## GOAL
Transcribe everything in the method validation text below from "4) Also, QC" down to "were within 6%.", keeping every word and mark unchanged.

In this study, each analytical sequence began with a method blank followed by an ICV. After every set of 20 samples, a CCV and an additional method blank were analyzed. This sequence was repeated in the same pattern for the duration of the batch, as required by the batch size.

For batch acceptance criteria, QC samples were required to be within ±30% of their designated concentrations. MB were evaluated to confirm that carryover remained below the LOQ. The accuracy and stability of calibration standards were verified using ICV and CCV samples, which were expected to demonstrate recoveries within the range of 70–130%.

Method Verification and Validation

A verification study was carried out in three phases. Linearity and calibration range were established in the first phase through correlation coefficients (R²), LOD, LOQ, and measurement uncertainty values. These values are compared against the acceptance criteria set by DHSS.

Accuracy and precision of the method were evaluated in the second phase by matrix spiked replicates across representative matrix classes, and the results were evaluated and compared with acceptance criteria set by DHSS.

In third phase, robustness was performed by different laboratory personnel and verified through LQC results and unknown samples. Results were evaluated and compared with acceptance criteria set by DHSS.

The acceptance criteria per DHSS:

1) The calibration curves should be generated from a minimum of five calibration points with the correlation coefficient (R²) ≥ 0.990.

2) Experimentally derived LOD and LOQ values for each analyte should be based on minimum seven replicates and should be below Missouri state regulatory limits (5 ppm).

3) Accuracy and precision are measured by % recovery and should be within 70% to 130% for QC standards as well as for matrix (spiked).

4) Also, QC samples should be ±30% recovery on all matrix spiked recovery QC, ICV, and CCV samples.

5) QC replicates should be less than or equal to 30% relative percent difference (RPD).

6) All blank, QC, preparation blanks, and calibration blanks should be less than or equals to LOQ.

Linearity and Calibration Range (Phase 1)

Calibration curves ranging from 10 to 400 ppb were prepared as described in the preparation of standards. The regression analysis yielded an R² value greater than 0.9997 using linear regression with a 1/X weighting across the full range (see Figure 3), meeting the acceptance criteria. The deviations for all calibration levels were within 6%.

For the evaluation of LOD and LOQ, ten replicates of the 25 ppb solvent standard were injected and results are reported in Table 3. LOD and LOQ were determined using the formula below.

LOD = 3.3 X standard deviation (n=10 injections)

LOQ = 10 X standard deviation (n=10 injections)

Accuracy and Precision (Phase 2)

Accuracy and precision were also calculated from ten replicates of the 25 ppb solvent standard. The following formulas were applied for calculations and results are outlined in Table 3.

Recovery = 100 x [Mean value)/Nominal value)

[Dataset excerpt]
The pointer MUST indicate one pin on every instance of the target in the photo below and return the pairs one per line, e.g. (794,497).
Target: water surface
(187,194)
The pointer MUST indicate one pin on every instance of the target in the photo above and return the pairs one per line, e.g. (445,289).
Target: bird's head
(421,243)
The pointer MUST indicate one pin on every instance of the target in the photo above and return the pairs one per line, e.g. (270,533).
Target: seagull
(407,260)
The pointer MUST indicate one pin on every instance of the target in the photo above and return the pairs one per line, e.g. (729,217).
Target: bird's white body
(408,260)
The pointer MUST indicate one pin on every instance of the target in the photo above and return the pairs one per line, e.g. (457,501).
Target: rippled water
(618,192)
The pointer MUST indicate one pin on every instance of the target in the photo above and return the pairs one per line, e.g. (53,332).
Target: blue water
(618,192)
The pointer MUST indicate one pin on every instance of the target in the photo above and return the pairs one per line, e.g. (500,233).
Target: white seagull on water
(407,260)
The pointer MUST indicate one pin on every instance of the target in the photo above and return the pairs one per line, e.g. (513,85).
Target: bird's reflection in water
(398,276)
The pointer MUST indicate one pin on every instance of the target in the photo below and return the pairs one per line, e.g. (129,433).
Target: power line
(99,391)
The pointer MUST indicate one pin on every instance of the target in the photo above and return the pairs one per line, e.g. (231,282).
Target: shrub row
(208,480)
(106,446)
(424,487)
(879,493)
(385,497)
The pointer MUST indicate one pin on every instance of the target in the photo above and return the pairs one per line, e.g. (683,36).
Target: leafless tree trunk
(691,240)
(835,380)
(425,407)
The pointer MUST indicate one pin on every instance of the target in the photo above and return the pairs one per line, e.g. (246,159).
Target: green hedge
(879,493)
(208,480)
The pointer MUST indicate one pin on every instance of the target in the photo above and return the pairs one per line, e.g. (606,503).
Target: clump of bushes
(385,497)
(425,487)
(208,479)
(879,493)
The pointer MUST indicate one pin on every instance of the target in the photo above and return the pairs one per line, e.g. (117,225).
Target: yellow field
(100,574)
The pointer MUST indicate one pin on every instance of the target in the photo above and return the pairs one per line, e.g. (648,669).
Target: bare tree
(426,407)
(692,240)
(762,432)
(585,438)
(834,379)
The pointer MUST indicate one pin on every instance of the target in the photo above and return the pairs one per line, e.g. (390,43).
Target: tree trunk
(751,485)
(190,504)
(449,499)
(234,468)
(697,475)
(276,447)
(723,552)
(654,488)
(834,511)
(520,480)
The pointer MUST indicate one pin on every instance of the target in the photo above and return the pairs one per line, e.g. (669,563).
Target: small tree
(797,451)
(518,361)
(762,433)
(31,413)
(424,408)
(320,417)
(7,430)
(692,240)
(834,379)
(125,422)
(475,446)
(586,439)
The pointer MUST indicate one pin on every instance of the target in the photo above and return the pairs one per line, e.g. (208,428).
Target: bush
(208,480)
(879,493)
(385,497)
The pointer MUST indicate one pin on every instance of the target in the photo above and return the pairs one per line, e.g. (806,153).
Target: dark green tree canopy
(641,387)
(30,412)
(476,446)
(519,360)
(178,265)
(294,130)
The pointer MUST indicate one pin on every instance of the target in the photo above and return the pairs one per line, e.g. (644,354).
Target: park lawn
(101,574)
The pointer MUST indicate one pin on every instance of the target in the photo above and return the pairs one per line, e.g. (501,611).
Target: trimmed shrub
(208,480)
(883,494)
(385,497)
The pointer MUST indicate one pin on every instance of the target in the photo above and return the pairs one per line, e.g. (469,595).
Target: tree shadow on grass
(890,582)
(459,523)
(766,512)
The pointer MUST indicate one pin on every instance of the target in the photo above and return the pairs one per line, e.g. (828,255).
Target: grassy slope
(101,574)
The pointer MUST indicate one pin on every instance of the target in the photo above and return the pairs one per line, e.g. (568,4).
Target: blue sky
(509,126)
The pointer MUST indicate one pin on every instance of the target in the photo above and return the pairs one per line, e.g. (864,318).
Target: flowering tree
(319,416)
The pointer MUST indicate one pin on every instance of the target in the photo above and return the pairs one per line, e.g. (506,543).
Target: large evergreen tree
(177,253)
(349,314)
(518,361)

## RESULT
4) Also, QC samples should be ±30% recovery on all matrix spiked recovery QC, ICV, and CCV samples.

5) QC replicates should be less than or equal to 30% relative percent difference (RPD).

6) All blank, QC, preparation blanks, and calibration blanks should be less than or equals to LOQ.

Linearity and Calibration Range (Phase 1)

Calibration curves ranging from 10 to 400 ppb were prepared as described in the preparation of standards. The regression analysis yielded an R² value greater than 0.9997 using linear regression with a 1/X weighting across the full range (see Figure 3), meeting the acceptance criteria. The deviations for all calibration levels were within 6%.